• _Seu objetivo_: Segundo o texto da página, em que ano quem escreve conheceu Xique-xique de Igatu?

• _Texto da página_:
______

Há cerca de um mês voltei de uma expedição a um dos lugares mais fantásticos do Brasil, a Chapada Diamantina. E nestes 20 anos como andarilho que fotografa, posso dizer com tranqüilidade que esta região na Bahia é de uma riqueza ímpar de cenários, não só pelas atrações naturais mas também por sua cultura secular. Xique-xique de Igatu – como conheci em 1988, agora é simplesmente Igatu, a cidade de garimpeiros. Sua história é controversa e já cheguei a ouvir teorias de que a antiga cidade, hoje em ruínas, já existia quando os primeiros garimpeiros apareceram ali nos idos de 1800. Segundo consta, esta ‘cidade-fantasma’ possui um sistema sofisticado de saneamento e escoamento de água, cuja complexidade arquitetônica vai além do que aqueles novos moradores poderiam construir.
O fato é que, depois desta expedição, comecei a questionar estas teorias, e acreditar um pouco mais nos feitos de engenharia dos garimpeiros. A viagem teve como foco principal a bioespeleologia de algumas cavernas escondidas nos vales de Igatu (clique na imagem para ver o slideshow). Organizada pela bióloga M. Elina Bichuette, do Departamento de Ecologia e Biologia Evolutiva da Universidade Federal de São Carlos, que no ano passado descobriu uma nova espécie de peixe troglóbio (denominação a espécies que vivem exclusivamente dentro de cavernas, que tendem à perda de visão e pigmentação melânica) a proposta da nossa viagem era um trabalho mais ligado à ecologia do bicho, distribuição, ocorrência e densidade da população. Além disso, a idéia da pesquisadora foi avaliar a existência de novas espécies de peixes troglóbios.

______

• _Os dados_:
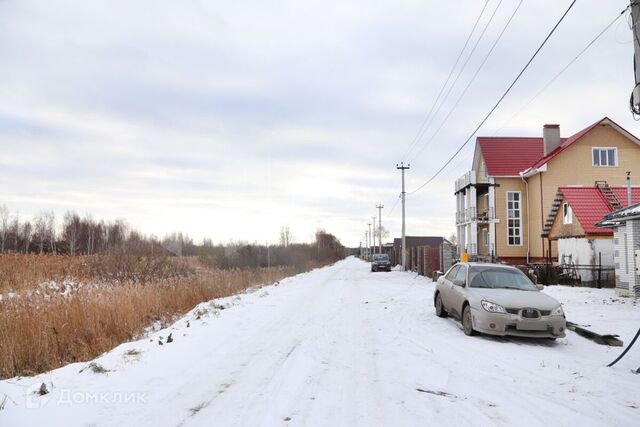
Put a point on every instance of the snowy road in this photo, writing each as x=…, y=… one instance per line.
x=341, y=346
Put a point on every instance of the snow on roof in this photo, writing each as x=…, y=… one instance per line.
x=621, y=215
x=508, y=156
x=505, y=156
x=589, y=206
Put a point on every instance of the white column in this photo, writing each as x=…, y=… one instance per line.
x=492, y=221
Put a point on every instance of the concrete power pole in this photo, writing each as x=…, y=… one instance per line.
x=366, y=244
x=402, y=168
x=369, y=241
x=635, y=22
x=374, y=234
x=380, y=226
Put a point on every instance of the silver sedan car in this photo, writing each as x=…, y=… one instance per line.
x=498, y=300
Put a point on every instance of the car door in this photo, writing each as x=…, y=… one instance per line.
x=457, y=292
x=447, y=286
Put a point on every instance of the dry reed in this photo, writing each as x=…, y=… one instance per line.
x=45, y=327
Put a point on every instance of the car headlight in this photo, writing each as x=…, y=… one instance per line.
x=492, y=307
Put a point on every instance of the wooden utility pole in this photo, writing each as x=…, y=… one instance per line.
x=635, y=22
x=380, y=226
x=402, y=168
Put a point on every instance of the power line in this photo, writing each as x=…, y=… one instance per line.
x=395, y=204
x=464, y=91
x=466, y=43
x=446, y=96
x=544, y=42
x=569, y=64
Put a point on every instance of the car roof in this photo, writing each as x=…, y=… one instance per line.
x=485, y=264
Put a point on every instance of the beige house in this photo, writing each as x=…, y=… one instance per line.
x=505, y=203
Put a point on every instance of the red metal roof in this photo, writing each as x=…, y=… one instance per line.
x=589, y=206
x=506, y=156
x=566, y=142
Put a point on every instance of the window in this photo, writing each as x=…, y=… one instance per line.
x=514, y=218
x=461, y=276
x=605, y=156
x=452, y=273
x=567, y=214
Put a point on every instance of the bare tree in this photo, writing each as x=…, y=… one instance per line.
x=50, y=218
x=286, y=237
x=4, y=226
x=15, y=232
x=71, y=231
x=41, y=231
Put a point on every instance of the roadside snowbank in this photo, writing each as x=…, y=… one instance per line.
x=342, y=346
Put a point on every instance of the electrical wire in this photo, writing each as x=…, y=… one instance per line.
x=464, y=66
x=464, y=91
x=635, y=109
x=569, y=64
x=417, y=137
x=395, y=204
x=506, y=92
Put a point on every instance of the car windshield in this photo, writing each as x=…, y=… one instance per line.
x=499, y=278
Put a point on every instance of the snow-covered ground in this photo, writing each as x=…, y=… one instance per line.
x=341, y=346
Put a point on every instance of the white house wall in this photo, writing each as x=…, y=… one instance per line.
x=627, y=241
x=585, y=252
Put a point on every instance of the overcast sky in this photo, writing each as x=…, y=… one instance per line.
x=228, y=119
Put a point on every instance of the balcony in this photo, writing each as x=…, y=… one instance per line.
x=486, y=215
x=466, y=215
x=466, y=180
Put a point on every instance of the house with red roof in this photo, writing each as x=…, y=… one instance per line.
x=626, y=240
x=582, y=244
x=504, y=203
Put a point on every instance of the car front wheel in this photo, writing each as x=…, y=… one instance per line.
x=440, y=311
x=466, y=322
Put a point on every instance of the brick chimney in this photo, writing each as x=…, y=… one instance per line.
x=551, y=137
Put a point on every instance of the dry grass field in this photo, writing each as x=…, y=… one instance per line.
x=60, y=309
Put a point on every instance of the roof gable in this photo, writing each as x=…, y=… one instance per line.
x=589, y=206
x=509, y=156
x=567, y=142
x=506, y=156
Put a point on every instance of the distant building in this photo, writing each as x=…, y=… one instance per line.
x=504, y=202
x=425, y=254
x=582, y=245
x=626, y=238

______

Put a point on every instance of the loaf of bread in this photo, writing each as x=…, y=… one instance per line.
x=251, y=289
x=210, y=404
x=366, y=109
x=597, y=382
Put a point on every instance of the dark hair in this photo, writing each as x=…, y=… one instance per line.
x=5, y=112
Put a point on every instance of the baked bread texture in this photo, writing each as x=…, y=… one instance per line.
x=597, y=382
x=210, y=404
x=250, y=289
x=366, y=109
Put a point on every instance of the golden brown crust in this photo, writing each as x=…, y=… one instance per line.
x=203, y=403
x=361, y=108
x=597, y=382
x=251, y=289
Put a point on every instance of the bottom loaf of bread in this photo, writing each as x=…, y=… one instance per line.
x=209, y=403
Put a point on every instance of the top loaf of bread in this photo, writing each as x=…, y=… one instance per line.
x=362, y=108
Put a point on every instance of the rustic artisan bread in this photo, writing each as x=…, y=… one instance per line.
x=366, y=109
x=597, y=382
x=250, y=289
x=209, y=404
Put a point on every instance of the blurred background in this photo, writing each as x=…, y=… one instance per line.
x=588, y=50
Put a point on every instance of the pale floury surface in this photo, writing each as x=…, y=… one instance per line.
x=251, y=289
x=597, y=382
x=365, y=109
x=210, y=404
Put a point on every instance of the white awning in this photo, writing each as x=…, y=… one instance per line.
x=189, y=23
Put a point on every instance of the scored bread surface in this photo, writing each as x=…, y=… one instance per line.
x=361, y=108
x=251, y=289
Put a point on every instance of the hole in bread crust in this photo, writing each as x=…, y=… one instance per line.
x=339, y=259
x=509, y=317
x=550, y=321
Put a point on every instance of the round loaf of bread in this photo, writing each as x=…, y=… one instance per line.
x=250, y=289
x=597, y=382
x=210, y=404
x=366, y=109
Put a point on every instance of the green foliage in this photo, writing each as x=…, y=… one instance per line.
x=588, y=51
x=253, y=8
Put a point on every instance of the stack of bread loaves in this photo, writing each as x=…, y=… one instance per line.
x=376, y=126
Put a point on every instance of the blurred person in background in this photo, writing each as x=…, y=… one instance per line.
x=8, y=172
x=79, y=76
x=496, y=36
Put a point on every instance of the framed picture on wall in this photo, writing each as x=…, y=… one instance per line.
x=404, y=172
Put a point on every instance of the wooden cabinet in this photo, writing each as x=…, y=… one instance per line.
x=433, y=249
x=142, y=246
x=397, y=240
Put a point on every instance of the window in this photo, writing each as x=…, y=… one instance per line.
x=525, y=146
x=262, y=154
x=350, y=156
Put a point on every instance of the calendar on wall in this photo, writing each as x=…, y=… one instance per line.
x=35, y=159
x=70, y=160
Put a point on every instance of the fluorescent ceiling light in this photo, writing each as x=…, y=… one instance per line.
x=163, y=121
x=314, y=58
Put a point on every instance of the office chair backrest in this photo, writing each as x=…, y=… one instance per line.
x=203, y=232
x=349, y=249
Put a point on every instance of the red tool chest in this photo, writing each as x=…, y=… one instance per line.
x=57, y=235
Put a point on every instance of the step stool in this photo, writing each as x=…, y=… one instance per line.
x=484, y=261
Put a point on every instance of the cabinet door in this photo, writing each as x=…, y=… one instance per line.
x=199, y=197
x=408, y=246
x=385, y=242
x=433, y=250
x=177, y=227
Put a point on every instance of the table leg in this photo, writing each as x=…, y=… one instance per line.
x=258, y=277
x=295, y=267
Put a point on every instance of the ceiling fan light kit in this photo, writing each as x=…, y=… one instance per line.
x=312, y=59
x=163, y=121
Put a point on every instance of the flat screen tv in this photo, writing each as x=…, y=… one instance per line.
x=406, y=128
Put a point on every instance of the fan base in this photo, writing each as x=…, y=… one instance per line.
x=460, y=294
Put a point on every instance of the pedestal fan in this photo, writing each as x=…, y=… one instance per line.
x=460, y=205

______

• _Solução_: Em 1988.